Перепишите дословно отрывок из текста о Булгакове и морфии: от слов «Через несколько лет, летом» до слов «на всякий случай.» включительно.

- Выбранный фрагмент:
════

Скорее всего Михаил Булгаков впервые попробовал наркотические вещества в юности, еще во время учебы в университете. Первая жена Булгакова Татьяна Лаппа вспоминала, как однажды, не то в 1913-м, не то в 1914 году, муж принес кокаин. Сказал: «Надо попробовать. Давай попробуем». По ее словам, им не понравилось. В рассказе «Морфий» писатель красочно описывал действие белого порошка на организм: «Черт в склянке. Кокаин — черт в склянке! Действие его таково: При впрыскивании одного шприца двухпроцентного раствора почти мгновенно наступает состояние спокойствия, тотчас переходящее в восторг и блаженство. И это продолжается только одну, две минуты. И потом все исчезает бесследно, как не было. Наступает боль, ужас, тьма. Весна гремит, черные птицы перелетают с обнаженных ветвей на ветви, а вдали лес щетиной ломаной и черной тянется к небу, и за ним горит, охватив четверть неба, первый весенний закат».
Через несколько лет, летом 1917 года, когда Булгаков служил в земской больнице в селе Никольском Сычевского уезда Смоленской губернии, он начал принимать сильнейший наркотик морфий. Зависимость началась после того, как к молодому доктору Михаилу привезли больного дифтерией ребенка. Булгаков разрезал ему горло и через трубку отсосал дифтерийные пленки. При этом ему показалось, что одна из пленок попала в горло. Чтобы не заразиться смертельно опасной болезнью, он сделал себе прививку от дифтерии. Эта прививка вызывала сильную реакцию — у Булгакова начался зуд, лицо распухло, тело покрылось сыпью и начались сильные боли, облегчить которые он решил с помощью инъекции морфия. После укола состояние улучшилось и он заснул. А проснувшись, попросил еще морфия — на всякий случай.
Он стал принимать морфий регулярно, и, по свидетельству Татьяны Николаевны, прием морфия подействовал на него поначалу благотворно: «он даже пробовал писать в этом состоянии». Но потом началось привыкание и постепенное разрушение организма: «...помните его снимок перед смертью? Вот такое у него лицо было». Позднее Булгаков описал это состояние в «Морфии», герой которого 25-летний земский доктор Поляков от морфия умрет, оставив предсмертную записку-завещание, где среди прочего будут строки: «Других предупреждаю: будьте осторожны с белыми, растворимыми в 25 частях воды кристаллами. Я слишком им доверился, и они меня погубили».

════

- Предоставленные строки:
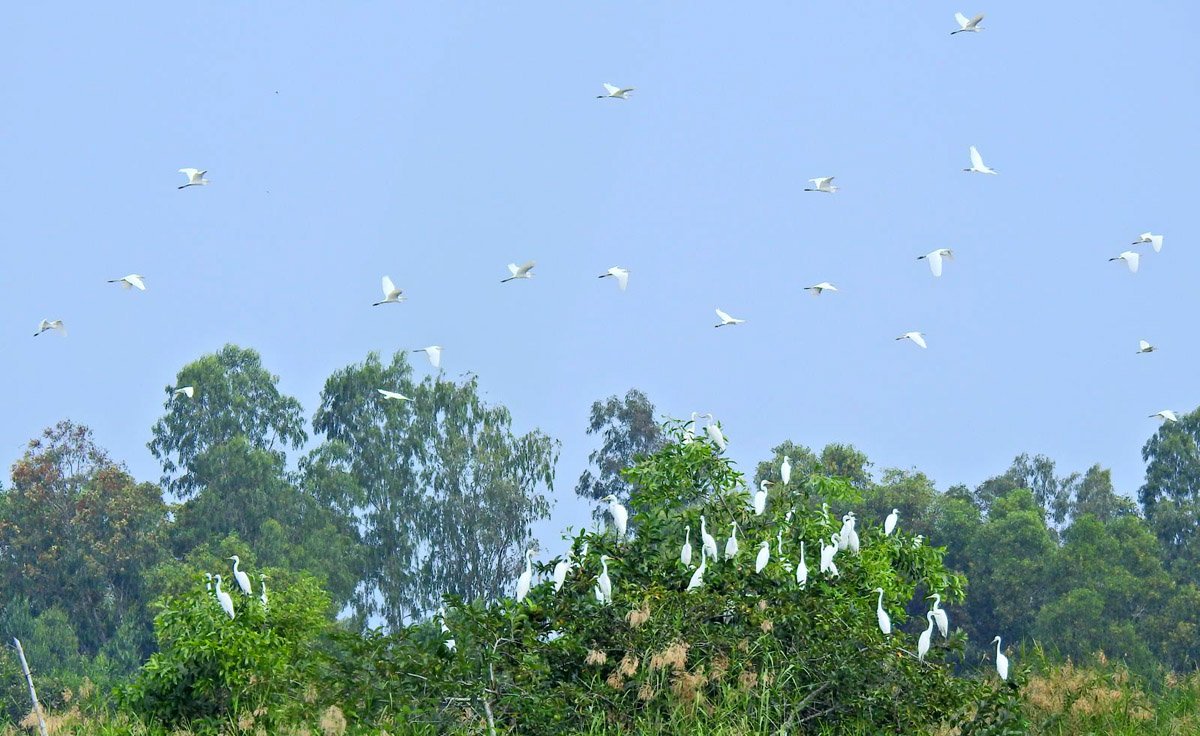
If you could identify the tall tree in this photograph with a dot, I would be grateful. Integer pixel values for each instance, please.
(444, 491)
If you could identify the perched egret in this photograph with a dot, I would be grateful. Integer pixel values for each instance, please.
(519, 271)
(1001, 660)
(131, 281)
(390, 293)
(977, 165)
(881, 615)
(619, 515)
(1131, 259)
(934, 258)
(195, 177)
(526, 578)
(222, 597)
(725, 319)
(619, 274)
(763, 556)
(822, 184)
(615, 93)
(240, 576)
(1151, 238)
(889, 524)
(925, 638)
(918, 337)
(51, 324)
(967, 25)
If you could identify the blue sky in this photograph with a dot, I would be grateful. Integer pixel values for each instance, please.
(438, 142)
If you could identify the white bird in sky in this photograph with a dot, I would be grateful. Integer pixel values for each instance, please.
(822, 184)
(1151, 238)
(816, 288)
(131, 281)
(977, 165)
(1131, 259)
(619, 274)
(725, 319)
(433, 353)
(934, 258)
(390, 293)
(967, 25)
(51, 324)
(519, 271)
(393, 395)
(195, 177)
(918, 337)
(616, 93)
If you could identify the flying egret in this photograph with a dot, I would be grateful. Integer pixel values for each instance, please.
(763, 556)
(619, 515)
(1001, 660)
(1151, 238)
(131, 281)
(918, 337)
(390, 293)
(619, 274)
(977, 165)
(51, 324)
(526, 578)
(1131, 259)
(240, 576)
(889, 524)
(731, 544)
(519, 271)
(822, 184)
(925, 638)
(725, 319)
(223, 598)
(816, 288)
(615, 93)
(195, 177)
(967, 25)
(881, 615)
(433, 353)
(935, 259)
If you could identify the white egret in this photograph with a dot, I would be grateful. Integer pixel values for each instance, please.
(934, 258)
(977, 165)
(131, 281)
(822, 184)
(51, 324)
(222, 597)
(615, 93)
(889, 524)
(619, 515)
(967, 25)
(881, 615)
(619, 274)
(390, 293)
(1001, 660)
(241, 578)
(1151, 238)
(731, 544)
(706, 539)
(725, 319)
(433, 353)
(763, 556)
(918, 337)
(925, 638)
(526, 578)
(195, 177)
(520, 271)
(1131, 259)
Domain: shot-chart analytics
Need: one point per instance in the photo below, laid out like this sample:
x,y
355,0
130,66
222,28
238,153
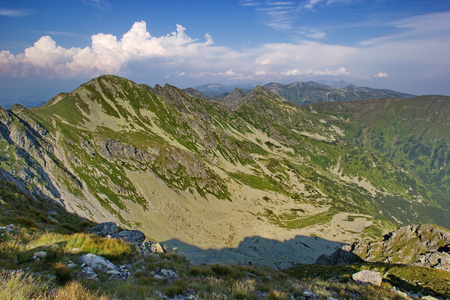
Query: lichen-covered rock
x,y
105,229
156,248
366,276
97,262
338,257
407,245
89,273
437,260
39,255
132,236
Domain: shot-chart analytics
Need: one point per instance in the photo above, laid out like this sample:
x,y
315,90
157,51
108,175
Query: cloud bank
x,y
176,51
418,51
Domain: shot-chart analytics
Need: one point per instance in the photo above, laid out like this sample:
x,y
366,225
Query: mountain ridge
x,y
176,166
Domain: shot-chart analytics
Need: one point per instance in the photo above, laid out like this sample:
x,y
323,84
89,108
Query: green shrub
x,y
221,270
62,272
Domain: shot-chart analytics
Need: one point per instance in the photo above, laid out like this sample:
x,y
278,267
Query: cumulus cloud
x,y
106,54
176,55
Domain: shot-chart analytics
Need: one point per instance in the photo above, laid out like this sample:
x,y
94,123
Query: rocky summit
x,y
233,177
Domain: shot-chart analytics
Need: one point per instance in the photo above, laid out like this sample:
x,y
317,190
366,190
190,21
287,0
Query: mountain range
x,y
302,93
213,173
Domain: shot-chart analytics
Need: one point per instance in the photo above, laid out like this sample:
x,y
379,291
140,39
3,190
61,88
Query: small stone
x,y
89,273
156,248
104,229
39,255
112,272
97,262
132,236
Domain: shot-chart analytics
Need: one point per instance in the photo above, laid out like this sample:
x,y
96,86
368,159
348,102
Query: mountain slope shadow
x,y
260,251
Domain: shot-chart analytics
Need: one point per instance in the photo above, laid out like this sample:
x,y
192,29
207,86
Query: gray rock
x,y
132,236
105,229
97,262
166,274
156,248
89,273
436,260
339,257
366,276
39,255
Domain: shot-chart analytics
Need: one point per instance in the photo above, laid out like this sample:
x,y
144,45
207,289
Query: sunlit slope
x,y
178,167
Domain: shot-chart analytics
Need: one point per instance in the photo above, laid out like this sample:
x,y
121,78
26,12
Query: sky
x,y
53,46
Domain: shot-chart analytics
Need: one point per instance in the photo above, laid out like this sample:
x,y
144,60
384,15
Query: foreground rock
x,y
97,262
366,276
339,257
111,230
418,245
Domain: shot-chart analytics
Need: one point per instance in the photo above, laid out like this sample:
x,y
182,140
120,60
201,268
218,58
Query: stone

════

- Ответ к задаче:
Через несколько лет, летом 1917 года, когда Булгаков служил в земской больнице в селе Никольском Сычевского уезда Смоленской губернии, он начал принимать сильнейший наркотик морфий. Зависимость началась после того, как к молодому доктору Михаилу привезли больного дифтерией ребенка. Булгаков разрезал ему горло и через трубку отсосал дифтерийные пленки. При этом ему показалось, что одна из пленок попала в горло. Чтобы не заразиться смертельно опасной болезнью, он сделал себе прививку от дифтерии. Эта прививка вызывала сильную реакцию — у Булгакова начался зуд, лицо распухло, тело покрылось сыпью и начались сильные боли, облегчить которые он решил с помощью инъекции морфия. После укола состояние улучшилось и он заснул. А проснувшись, попросил еще морфия — на всякий случай.